What to work on: Working through the entries below, find how many lines include "cone", then write only that number.

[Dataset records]
_ _ _
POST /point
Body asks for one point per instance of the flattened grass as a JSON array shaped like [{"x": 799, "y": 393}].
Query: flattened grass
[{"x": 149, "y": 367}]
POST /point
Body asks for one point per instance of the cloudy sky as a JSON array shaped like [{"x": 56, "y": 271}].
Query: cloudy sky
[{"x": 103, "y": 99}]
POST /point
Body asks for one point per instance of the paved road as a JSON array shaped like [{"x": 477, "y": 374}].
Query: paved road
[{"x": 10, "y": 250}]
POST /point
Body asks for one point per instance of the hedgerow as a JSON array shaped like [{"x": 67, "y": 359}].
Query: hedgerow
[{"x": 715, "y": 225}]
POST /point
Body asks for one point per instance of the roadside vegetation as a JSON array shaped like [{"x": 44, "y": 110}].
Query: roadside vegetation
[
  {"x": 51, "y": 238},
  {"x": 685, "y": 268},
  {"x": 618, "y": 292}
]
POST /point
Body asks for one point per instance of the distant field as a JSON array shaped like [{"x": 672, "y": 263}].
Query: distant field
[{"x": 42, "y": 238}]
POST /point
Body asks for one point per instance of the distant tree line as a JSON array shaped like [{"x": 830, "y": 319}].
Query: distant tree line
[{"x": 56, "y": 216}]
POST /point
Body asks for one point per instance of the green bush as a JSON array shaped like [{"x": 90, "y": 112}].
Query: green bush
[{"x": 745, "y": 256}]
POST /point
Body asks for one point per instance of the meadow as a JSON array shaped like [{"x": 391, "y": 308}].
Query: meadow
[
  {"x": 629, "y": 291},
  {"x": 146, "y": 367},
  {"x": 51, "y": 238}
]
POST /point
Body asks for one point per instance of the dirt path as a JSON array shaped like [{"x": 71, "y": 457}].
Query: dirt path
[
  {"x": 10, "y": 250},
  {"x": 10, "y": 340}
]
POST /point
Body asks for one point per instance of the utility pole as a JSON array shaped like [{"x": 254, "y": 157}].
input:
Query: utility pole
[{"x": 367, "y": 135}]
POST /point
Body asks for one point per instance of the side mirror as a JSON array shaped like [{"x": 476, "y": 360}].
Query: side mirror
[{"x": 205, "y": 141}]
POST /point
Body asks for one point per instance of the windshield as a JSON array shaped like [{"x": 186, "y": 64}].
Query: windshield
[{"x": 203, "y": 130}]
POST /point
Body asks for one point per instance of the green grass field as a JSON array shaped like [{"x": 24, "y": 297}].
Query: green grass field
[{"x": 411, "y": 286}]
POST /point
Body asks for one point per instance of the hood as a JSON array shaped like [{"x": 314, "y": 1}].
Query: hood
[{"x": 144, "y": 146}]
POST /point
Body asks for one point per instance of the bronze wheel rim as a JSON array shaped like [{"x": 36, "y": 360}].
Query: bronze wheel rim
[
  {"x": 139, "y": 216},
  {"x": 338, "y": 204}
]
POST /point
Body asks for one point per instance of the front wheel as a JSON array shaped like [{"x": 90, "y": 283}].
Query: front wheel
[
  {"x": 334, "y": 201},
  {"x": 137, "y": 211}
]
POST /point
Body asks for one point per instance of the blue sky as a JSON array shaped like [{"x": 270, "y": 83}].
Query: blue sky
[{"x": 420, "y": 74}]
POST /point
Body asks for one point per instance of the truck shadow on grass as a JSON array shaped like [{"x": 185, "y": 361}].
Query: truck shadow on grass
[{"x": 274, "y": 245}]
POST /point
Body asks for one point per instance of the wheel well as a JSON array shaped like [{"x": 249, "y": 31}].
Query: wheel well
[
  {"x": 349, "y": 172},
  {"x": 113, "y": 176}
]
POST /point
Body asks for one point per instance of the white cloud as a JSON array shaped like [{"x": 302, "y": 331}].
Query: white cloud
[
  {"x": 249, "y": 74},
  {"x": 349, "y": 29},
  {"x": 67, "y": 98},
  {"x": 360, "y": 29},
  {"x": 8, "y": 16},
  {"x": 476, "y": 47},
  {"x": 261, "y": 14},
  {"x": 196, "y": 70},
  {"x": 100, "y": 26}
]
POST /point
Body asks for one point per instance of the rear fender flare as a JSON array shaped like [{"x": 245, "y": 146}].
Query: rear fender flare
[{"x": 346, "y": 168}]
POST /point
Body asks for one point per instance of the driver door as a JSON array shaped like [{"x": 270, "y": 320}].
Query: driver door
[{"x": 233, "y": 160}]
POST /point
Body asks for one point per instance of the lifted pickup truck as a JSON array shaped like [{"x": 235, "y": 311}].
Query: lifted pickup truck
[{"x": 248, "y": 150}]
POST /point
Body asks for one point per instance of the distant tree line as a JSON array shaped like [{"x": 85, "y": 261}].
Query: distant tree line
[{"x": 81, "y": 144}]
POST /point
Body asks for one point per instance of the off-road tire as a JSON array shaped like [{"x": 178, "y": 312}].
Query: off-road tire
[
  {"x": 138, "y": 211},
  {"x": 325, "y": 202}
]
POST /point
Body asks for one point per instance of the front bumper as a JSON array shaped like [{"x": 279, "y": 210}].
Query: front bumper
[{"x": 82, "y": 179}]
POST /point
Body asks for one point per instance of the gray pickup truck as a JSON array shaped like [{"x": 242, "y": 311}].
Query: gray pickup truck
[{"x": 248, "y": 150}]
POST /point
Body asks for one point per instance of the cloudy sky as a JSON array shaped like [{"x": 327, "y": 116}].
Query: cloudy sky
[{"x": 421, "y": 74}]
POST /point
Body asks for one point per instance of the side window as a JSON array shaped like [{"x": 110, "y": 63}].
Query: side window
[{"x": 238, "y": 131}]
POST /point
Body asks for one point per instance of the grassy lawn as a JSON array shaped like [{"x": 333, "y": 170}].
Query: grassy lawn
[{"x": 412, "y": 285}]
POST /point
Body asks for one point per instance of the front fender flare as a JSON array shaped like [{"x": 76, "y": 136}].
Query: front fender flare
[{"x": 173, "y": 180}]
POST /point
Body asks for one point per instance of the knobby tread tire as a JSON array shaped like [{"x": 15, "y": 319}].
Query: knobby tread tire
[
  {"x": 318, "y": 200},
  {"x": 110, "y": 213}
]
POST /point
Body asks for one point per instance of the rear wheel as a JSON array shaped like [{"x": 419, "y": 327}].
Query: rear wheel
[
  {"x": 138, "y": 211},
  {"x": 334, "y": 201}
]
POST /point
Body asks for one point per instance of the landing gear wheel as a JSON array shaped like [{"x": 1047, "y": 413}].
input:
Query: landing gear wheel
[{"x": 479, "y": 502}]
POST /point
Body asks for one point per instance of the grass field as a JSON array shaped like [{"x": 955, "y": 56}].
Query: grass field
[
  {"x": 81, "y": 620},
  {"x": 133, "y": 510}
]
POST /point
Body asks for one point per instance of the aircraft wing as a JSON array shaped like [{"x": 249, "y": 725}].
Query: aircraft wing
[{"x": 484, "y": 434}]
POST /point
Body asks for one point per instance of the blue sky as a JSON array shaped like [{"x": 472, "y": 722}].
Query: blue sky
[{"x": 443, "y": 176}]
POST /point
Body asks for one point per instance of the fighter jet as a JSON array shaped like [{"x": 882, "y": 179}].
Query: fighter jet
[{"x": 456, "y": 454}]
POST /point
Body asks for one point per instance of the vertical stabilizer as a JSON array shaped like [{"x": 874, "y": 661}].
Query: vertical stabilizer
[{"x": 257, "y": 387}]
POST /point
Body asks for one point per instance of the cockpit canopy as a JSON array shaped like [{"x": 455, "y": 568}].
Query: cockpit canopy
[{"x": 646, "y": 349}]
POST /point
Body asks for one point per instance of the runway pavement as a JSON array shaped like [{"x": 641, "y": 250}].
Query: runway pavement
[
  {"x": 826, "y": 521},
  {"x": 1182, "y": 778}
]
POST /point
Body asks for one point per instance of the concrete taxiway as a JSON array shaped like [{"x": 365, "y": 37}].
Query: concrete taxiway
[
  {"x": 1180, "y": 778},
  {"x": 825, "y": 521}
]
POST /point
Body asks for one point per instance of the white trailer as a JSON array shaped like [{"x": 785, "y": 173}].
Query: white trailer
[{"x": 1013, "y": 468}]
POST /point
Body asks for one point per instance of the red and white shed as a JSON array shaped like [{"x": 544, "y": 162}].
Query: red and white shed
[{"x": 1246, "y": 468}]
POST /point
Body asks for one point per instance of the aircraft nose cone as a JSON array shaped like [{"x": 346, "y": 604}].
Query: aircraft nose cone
_ _ _
Output for this exercise: 2